Dataset entries:
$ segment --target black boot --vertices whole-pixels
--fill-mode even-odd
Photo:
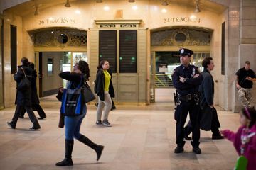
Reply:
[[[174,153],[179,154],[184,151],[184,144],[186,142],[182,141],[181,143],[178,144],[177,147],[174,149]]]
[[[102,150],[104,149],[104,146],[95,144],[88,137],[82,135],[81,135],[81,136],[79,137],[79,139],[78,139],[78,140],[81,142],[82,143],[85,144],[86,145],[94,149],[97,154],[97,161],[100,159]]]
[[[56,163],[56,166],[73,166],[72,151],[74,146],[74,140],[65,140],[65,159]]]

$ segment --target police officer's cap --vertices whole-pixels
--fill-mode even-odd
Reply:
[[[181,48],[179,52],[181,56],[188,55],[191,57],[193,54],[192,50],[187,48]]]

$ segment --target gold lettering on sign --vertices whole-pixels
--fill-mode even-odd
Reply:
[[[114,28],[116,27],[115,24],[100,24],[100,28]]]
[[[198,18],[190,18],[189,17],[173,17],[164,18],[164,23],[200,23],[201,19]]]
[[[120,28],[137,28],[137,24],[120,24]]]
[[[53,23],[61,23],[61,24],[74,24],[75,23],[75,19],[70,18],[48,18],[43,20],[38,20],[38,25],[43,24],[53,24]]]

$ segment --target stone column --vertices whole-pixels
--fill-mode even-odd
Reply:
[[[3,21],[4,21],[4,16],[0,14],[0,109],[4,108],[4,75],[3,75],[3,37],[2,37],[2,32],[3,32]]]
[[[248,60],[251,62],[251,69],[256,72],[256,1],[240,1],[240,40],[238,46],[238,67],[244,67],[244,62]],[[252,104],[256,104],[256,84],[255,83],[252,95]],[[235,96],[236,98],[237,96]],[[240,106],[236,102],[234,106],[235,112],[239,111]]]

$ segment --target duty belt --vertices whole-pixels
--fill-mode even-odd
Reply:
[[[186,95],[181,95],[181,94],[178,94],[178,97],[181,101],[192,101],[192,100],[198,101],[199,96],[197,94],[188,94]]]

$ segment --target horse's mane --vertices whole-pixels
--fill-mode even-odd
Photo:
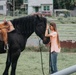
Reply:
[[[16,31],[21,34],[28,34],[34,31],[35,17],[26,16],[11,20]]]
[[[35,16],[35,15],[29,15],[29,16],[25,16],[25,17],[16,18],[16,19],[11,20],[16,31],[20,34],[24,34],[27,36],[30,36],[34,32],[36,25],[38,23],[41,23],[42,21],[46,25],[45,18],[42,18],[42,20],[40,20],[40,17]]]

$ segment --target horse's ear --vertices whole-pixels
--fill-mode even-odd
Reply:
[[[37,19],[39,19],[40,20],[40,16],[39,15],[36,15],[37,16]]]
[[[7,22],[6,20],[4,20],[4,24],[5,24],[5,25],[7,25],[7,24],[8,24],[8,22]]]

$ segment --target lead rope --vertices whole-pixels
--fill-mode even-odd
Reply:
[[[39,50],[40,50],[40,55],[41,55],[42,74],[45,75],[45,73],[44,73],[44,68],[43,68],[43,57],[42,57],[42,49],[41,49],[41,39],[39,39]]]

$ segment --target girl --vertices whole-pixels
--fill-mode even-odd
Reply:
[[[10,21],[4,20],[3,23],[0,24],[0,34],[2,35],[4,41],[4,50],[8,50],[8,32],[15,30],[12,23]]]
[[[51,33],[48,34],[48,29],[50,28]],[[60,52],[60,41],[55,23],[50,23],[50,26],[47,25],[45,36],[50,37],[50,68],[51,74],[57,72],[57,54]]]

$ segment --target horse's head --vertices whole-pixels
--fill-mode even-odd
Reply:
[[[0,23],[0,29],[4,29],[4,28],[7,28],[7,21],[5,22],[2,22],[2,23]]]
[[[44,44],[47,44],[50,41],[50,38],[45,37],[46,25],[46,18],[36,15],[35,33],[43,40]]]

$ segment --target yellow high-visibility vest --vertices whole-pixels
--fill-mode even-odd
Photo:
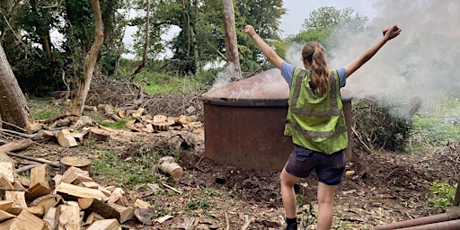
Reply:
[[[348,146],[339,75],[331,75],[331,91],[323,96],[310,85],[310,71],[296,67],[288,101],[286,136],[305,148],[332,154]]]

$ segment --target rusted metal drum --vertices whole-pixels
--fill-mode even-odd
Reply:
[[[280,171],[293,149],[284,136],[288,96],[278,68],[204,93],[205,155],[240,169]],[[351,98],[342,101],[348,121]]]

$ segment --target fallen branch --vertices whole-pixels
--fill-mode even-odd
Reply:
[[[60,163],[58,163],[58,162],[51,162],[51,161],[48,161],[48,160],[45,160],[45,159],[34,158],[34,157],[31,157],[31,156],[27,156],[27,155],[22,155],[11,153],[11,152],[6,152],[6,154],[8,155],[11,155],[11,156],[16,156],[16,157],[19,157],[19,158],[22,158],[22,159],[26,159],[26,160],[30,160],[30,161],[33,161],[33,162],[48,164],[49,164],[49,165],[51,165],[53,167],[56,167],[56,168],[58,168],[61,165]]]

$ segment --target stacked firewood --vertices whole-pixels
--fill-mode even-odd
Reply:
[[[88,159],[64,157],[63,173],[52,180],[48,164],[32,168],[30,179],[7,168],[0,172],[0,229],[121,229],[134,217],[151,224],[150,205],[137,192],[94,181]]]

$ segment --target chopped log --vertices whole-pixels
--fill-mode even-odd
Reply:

What needs to be done:
Could you reproduce all of the records above line for line, leaving out the pictures?

Result of this task:
$ segment --target black boot --vertices whole-pixels
--fill-mode even-odd
Photo:
Reply:
[[[174,153],[179,154],[184,151],[184,144],[186,142],[182,141],[181,143],[178,144],[177,147],[174,149]]]
[[[102,150],[104,149],[104,146],[95,144],[88,137],[82,135],[81,135],[81,136],[79,137],[79,139],[78,139],[78,140],[81,142],[82,143],[85,144],[86,145],[94,149],[97,154],[97,161],[100,159]]]
[[[56,163],[56,166],[73,166],[72,151],[74,146],[74,140],[65,140],[65,159]]]

$ segment --target police officer's cap --vertices whole-pixels
--fill-mode even-odd
Reply:
[[[181,48],[179,52],[181,56],[188,55],[191,57],[193,54],[192,50],[187,48]]]

$ segment --target gold lettering on sign --vertices whole-pixels
--fill-mode even-odd
Reply:
[[[114,28],[116,27],[115,24],[100,24],[100,28]]]
[[[198,18],[190,18],[189,17],[173,17],[164,18],[164,23],[200,23],[201,19]]]
[[[120,28],[137,28],[137,24],[120,24]]]
[[[53,23],[61,23],[61,24],[74,24],[75,23],[75,19],[70,18],[48,18],[43,20],[38,20],[38,25],[43,24],[53,24]]]

$ segment --target stone column --vertices whole-pixels
--fill-mode even-odd
Reply:
[[[3,21],[4,21],[4,16],[0,14],[0,109],[4,108],[4,75],[3,75],[3,37],[2,37],[2,32],[3,32]]]
[[[248,60],[251,62],[251,69],[256,72],[256,1],[240,1],[240,40],[238,46],[238,67],[244,67],[244,62]],[[252,104],[256,104],[256,84],[255,83],[252,95]],[[235,96],[236,98],[237,96]],[[240,106],[236,102],[234,106],[235,112],[239,111]]]

$ segment --target duty belt --vertices whole-pixels
--fill-mode even-odd
Reply:
[[[186,95],[181,95],[181,94],[178,94],[178,97],[181,101],[192,101],[192,100],[198,101],[199,96],[197,94],[188,94]]]

$ segment --target horse's mane --vertices whole-pixels
--fill-mode even-odd
Photo:
Reply:
[[[16,31],[21,34],[28,34],[34,31],[35,17],[26,16],[11,20]]]
[[[35,16],[35,15],[29,15],[29,16],[25,16],[25,17],[16,18],[16,19],[11,20],[16,31],[20,34],[24,34],[27,36],[30,36],[34,32],[36,25],[38,23],[41,23],[42,21],[46,25],[45,18],[42,18],[42,20],[40,20],[40,17]]]

$ segment --target horse's ear --vertices whole-pixels
--fill-mode even-odd
Reply:
[[[37,19],[39,19],[40,20],[40,16],[39,15],[36,15],[37,16]]]
[[[7,22],[6,20],[4,20],[4,24],[5,24],[5,25],[7,25],[7,24],[8,24],[8,22]]]

$ segment --target lead rope --vertices whole-pixels
--fill-mode even-odd
Reply:
[[[39,50],[40,50],[40,55],[41,55],[42,74],[45,75],[45,73],[44,73],[44,68],[43,68],[43,57],[42,57],[42,49],[41,49],[41,39],[39,39]]]

$ segment --target girl --vertices whole-pixels
--fill-mode even-odd
Reply:
[[[10,21],[4,20],[3,23],[0,24],[0,34],[2,35],[4,41],[4,50],[8,50],[8,32],[15,30],[12,23]]]
[[[51,33],[48,34],[48,29],[50,28]],[[60,52],[60,41],[55,23],[50,23],[50,26],[47,25],[45,36],[50,37],[50,68],[51,74],[57,72],[57,54]]]

$ segment --target horse's head --vertices whole-pixels
--fill-mode even-odd
Reply:
[[[0,23],[0,29],[4,29],[4,28],[7,28],[7,21],[5,22],[2,22],[2,23]]]
[[[44,44],[47,44],[50,41],[50,38],[45,37],[46,25],[46,18],[36,15],[35,33],[43,40]]]

$ segment --target yellow high-visibility vest --vertices whole-pixels
--fill-mode even-odd
Photo:
Reply:
[[[348,146],[339,75],[331,75],[331,91],[323,96],[310,85],[310,71],[296,67],[288,101],[286,136],[305,148],[332,154]]]

$ segment --target rusted metal drum --vertices whole-pixels
--fill-mode even-odd
Reply:
[[[280,171],[293,149],[284,136],[288,96],[278,68],[204,93],[205,155],[240,169]],[[351,98],[342,101],[348,121]]]

$ segment --target fallen branch --vertices whole-pixels
--fill-mode even-odd
Reply:
[[[60,163],[58,163],[58,162],[51,162],[51,161],[48,161],[48,160],[45,160],[45,159],[34,158],[34,157],[31,157],[31,156],[27,156],[27,155],[22,155],[11,153],[11,152],[6,152],[6,154],[8,155],[11,155],[11,156],[16,156],[16,157],[19,157],[19,158],[22,158],[22,159],[26,159],[26,160],[30,160],[30,161],[33,161],[33,162],[48,164],[49,164],[49,165],[51,165],[53,167],[56,167],[56,168],[58,168],[61,165]]]

$ segment --target stacked firewood --vertices whole-pixels
--fill-mode even-odd
Reply:
[[[88,159],[64,157],[63,173],[52,180],[48,164],[32,168],[30,179],[7,168],[0,172],[0,229],[121,229],[134,217],[151,224],[150,205],[137,192],[94,181]]]

$ segment --target chopped log --vertices whole-pixels
--fill-mode even-odd
Reply:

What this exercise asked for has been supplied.